▸ WHAT IS EXPECTED:
Report every line in the rows below that contains the word "grey", copying each one in full. Case counts, so only lines with that exact capitalization qualify.

(Image annotation data)
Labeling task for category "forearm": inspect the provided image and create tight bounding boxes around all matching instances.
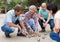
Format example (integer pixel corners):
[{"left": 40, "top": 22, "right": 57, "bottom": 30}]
[
  {"left": 20, "top": 21, "right": 25, "bottom": 29},
  {"left": 46, "top": 14, "right": 51, "bottom": 23},
  {"left": 8, "top": 23, "right": 20, "bottom": 28}
]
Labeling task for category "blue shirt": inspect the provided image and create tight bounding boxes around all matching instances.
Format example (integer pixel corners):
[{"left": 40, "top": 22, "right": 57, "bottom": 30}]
[
  {"left": 3, "top": 9, "right": 22, "bottom": 25},
  {"left": 39, "top": 9, "right": 53, "bottom": 19}
]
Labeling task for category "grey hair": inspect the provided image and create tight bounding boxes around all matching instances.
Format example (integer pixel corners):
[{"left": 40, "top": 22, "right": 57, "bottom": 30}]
[
  {"left": 29, "top": 5, "right": 37, "bottom": 11},
  {"left": 41, "top": 3, "right": 46, "bottom": 6}
]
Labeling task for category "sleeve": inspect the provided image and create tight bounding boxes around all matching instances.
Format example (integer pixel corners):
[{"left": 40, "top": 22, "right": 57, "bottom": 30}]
[
  {"left": 34, "top": 14, "right": 38, "bottom": 27},
  {"left": 54, "top": 11, "right": 60, "bottom": 28},
  {"left": 18, "top": 16, "right": 24, "bottom": 21},
  {"left": 38, "top": 9, "right": 42, "bottom": 14},
  {"left": 24, "top": 14, "right": 31, "bottom": 28},
  {"left": 5, "top": 12, "right": 12, "bottom": 22},
  {"left": 54, "top": 11, "right": 60, "bottom": 19}
]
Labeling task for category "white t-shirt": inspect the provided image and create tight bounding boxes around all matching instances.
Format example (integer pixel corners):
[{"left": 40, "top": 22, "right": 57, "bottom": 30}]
[
  {"left": 54, "top": 10, "right": 60, "bottom": 19},
  {"left": 54, "top": 10, "right": 60, "bottom": 29}
]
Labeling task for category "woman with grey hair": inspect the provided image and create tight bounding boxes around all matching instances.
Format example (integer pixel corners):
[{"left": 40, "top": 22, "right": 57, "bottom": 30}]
[{"left": 24, "top": 5, "right": 38, "bottom": 34}]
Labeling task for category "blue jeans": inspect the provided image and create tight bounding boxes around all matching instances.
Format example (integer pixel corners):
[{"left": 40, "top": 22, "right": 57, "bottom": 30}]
[
  {"left": 50, "top": 32, "right": 60, "bottom": 42},
  {"left": 38, "top": 19, "right": 54, "bottom": 30},
  {"left": 1, "top": 24, "right": 15, "bottom": 34},
  {"left": 1, "top": 20, "right": 20, "bottom": 34},
  {"left": 28, "top": 18, "right": 37, "bottom": 31}
]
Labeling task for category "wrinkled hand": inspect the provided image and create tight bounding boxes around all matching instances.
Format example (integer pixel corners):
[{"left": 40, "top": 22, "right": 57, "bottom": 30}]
[
  {"left": 17, "top": 25, "right": 21, "bottom": 31},
  {"left": 54, "top": 28, "right": 59, "bottom": 33},
  {"left": 43, "top": 23, "right": 47, "bottom": 27}
]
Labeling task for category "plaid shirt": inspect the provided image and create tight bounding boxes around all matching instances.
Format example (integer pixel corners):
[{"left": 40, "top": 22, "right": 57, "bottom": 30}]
[{"left": 24, "top": 11, "right": 38, "bottom": 28}]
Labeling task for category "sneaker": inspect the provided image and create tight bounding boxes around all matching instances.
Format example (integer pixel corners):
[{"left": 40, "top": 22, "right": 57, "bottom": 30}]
[
  {"left": 5, "top": 33, "right": 11, "bottom": 38},
  {"left": 17, "top": 33, "right": 25, "bottom": 36},
  {"left": 40, "top": 29, "right": 46, "bottom": 32}
]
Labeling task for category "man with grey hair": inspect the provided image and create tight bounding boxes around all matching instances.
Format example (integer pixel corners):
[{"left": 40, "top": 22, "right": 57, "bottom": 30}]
[
  {"left": 1, "top": 4, "right": 26, "bottom": 38},
  {"left": 24, "top": 5, "right": 38, "bottom": 34},
  {"left": 38, "top": 3, "right": 54, "bottom": 32}
]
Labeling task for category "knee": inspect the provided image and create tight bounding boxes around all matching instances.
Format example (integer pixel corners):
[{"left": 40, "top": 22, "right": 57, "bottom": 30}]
[
  {"left": 50, "top": 32, "right": 55, "bottom": 40},
  {"left": 29, "top": 19, "right": 34, "bottom": 24}
]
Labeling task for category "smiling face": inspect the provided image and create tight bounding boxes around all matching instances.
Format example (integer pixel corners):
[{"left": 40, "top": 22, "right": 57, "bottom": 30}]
[
  {"left": 41, "top": 5, "right": 46, "bottom": 10},
  {"left": 29, "top": 5, "right": 37, "bottom": 15},
  {"left": 29, "top": 9, "right": 35, "bottom": 15},
  {"left": 14, "top": 4, "right": 23, "bottom": 15},
  {"left": 15, "top": 10, "right": 22, "bottom": 15},
  {"left": 41, "top": 3, "right": 46, "bottom": 10}
]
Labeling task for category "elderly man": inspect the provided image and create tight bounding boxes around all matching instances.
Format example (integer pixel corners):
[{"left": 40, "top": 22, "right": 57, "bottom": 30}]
[
  {"left": 1, "top": 4, "right": 26, "bottom": 38},
  {"left": 38, "top": 3, "right": 54, "bottom": 32},
  {"left": 47, "top": 3, "right": 60, "bottom": 42},
  {"left": 24, "top": 5, "right": 38, "bottom": 34}
]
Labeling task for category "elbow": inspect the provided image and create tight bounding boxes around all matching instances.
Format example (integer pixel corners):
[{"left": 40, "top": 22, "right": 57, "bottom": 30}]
[{"left": 8, "top": 23, "right": 11, "bottom": 27}]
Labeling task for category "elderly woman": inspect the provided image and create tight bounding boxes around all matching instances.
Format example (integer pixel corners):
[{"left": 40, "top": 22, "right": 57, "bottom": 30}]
[
  {"left": 24, "top": 5, "right": 38, "bottom": 34},
  {"left": 47, "top": 3, "right": 60, "bottom": 42},
  {"left": 39, "top": 3, "right": 54, "bottom": 32}
]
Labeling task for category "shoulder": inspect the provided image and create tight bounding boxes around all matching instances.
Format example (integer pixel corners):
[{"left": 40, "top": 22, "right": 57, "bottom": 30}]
[
  {"left": 25, "top": 11, "right": 29, "bottom": 16},
  {"left": 54, "top": 10, "right": 60, "bottom": 19},
  {"left": 6, "top": 9, "right": 14, "bottom": 15}
]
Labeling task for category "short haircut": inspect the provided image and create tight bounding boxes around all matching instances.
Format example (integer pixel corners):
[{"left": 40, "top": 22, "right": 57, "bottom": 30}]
[
  {"left": 41, "top": 3, "right": 46, "bottom": 6},
  {"left": 29, "top": 5, "right": 37, "bottom": 11},
  {"left": 47, "top": 3, "right": 58, "bottom": 14},
  {"left": 14, "top": 4, "right": 23, "bottom": 11}
]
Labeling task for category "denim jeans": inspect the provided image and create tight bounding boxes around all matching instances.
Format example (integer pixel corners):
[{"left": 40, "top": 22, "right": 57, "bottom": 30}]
[
  {"left": 38, "top": 19, "right": 54, "bottom": 29},
  {"left": 28, "top": 18, "right": 37, "bottom": 31},
  {"left": 50, "top": 32, "right": 60, "bottom": 42},
  {"left": 1, "top": 20, "right": 20, "bottom": 34}
]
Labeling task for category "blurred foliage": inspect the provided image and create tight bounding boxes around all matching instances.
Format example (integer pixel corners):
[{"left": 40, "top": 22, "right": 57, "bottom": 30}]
[{"left": 0, "top": 0, "right": 60, "bottom": 10}]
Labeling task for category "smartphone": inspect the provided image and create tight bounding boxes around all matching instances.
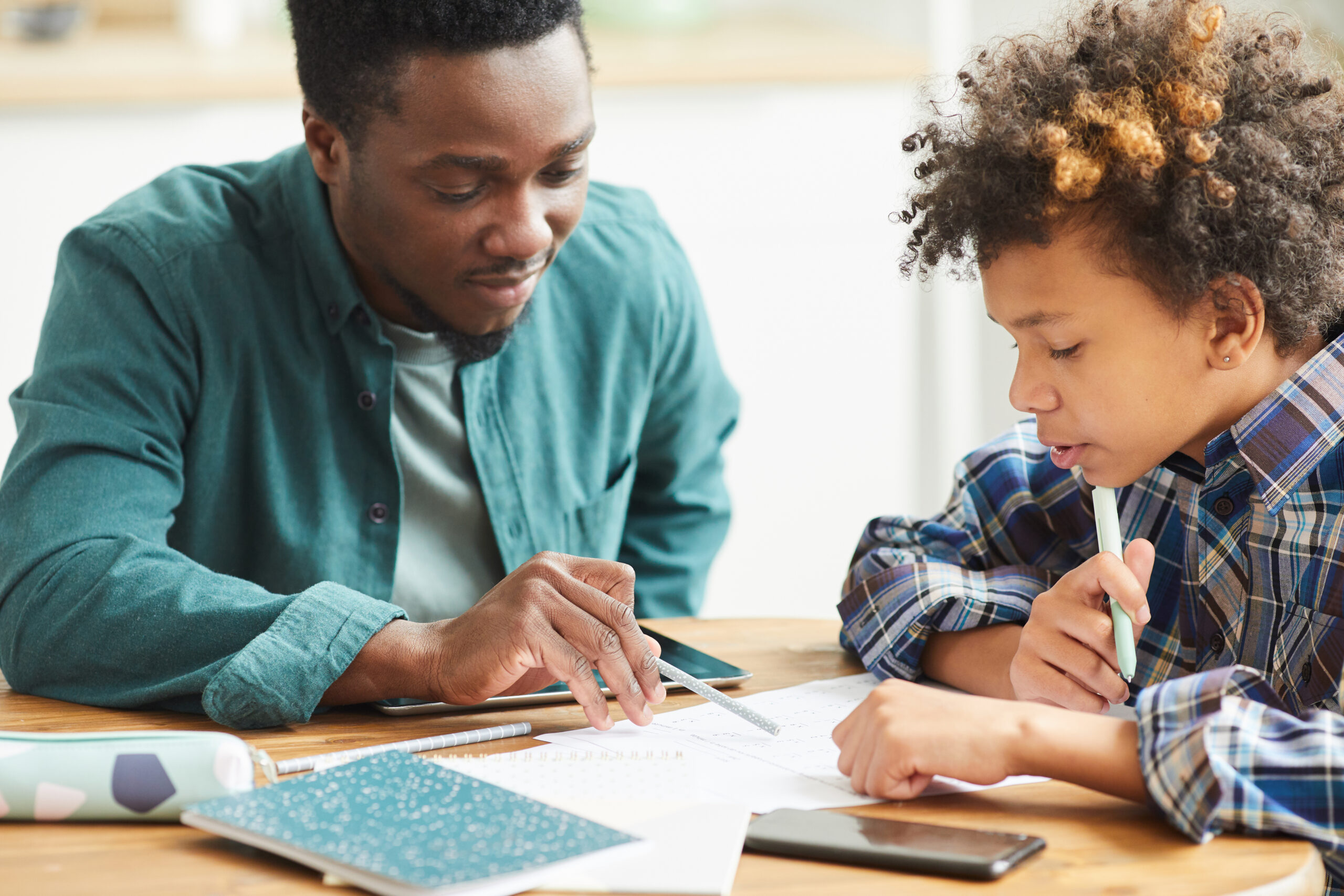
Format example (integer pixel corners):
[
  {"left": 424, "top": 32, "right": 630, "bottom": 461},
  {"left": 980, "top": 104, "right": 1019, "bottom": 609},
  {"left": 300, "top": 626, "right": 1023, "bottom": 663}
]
[
  {"left": 374, "top": 626, "right": 751, "bottom": 716},
  {"left": 746, "top": 809, "right": 1046, "bottom": 880}
]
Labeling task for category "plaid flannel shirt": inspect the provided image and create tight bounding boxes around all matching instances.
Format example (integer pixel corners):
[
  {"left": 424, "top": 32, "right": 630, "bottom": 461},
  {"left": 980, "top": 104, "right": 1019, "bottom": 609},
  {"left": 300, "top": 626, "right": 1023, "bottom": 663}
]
[{"left": 838, "top": 336, "right": 1344, "bottom": 893}]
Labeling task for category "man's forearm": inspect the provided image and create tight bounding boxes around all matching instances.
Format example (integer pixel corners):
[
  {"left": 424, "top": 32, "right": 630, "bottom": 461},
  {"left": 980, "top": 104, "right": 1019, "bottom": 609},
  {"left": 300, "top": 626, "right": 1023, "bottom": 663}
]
[
  {"left": 919, "top": 625, "right": 1022, "bottom": 700},
  {"left": 321, "top": 619, "right": 434, "bottom": 707},
  {"left": 1010, "top": 702, "right": 1148, "bottom": 802}
]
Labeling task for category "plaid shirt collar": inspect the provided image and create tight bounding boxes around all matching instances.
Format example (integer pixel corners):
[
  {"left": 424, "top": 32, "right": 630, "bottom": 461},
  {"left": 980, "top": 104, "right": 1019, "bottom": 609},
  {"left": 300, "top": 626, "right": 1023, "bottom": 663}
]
[{"left": 1210, "top": 334, "right": 1344, "bottom": 514}]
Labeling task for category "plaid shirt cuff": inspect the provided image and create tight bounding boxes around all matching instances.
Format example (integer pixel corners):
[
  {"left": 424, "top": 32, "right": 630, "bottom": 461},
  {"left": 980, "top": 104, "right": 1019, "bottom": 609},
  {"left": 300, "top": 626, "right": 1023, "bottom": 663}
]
[
  {"left": 838, "top": 563, "right": 1049, "bottom": 681},
  {"left": 1138, "top": 666, "right": 1344, "bottom": 887}
]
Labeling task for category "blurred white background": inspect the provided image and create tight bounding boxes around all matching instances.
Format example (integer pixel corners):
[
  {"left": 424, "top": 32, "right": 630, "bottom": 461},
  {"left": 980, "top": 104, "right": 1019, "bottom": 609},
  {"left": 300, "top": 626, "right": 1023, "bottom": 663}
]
[{"left": 0, "top": 0, "right": 1344, "bottom": 617}]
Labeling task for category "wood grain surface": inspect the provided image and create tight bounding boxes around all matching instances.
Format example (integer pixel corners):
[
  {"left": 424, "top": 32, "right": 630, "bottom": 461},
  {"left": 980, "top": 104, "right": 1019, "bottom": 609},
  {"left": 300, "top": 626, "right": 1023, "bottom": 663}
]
[{"left": 0, "top": 619, "right": 1325, "bottom": 896}]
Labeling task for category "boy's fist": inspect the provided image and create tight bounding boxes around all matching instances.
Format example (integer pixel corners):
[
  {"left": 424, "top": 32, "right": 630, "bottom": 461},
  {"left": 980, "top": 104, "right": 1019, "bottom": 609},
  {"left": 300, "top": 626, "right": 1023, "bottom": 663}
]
[{"left": 1008, "top": 539, "right": 1154, "bottom": 712}]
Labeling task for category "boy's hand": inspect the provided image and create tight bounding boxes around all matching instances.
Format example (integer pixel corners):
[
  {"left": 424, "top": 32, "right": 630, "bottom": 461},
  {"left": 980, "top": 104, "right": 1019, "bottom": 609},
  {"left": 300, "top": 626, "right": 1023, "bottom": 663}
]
[
  {"left": 831, "top": 680, "right": 1028, "bottom": 799},
  {"left": 831, "top": 681, "right": 1147, "bottom": 802},
  {"left": 1008, "top": 539, "right": 1154, "bottom": 712}
]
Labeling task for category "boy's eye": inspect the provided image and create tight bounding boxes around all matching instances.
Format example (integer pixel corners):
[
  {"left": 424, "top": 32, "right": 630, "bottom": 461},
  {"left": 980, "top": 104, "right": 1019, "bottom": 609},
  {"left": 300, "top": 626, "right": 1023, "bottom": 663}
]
[{"left": 542, "top": 168, "right": 583, "bottom": 184}]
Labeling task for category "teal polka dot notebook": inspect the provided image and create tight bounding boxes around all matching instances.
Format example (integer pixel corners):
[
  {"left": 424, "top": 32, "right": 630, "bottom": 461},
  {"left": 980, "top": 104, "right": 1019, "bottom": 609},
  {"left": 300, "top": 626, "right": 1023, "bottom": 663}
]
[{"left": 182, "top": 752, "right": 645, "bottom": 896}]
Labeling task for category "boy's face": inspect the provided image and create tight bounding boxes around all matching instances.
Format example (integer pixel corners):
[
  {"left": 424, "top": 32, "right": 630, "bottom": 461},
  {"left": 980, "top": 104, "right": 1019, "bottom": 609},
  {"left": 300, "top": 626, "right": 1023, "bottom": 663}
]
[{"left": 981, "top": 231, "right": 1231, "bottom": 486}]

▸ RESULT OF THIS EXERCISE:
Labeling task for category "grey hair": inspect the provided image and create tight bounding boxes around all matching instances.
Labeling task for category "woman with grey hair": inspect the provided image and create tight bounding boxes around all matching instances.
Labeling task for category "man with grey hair": inspect the provided image and create tight bounding boxes around all matching instances.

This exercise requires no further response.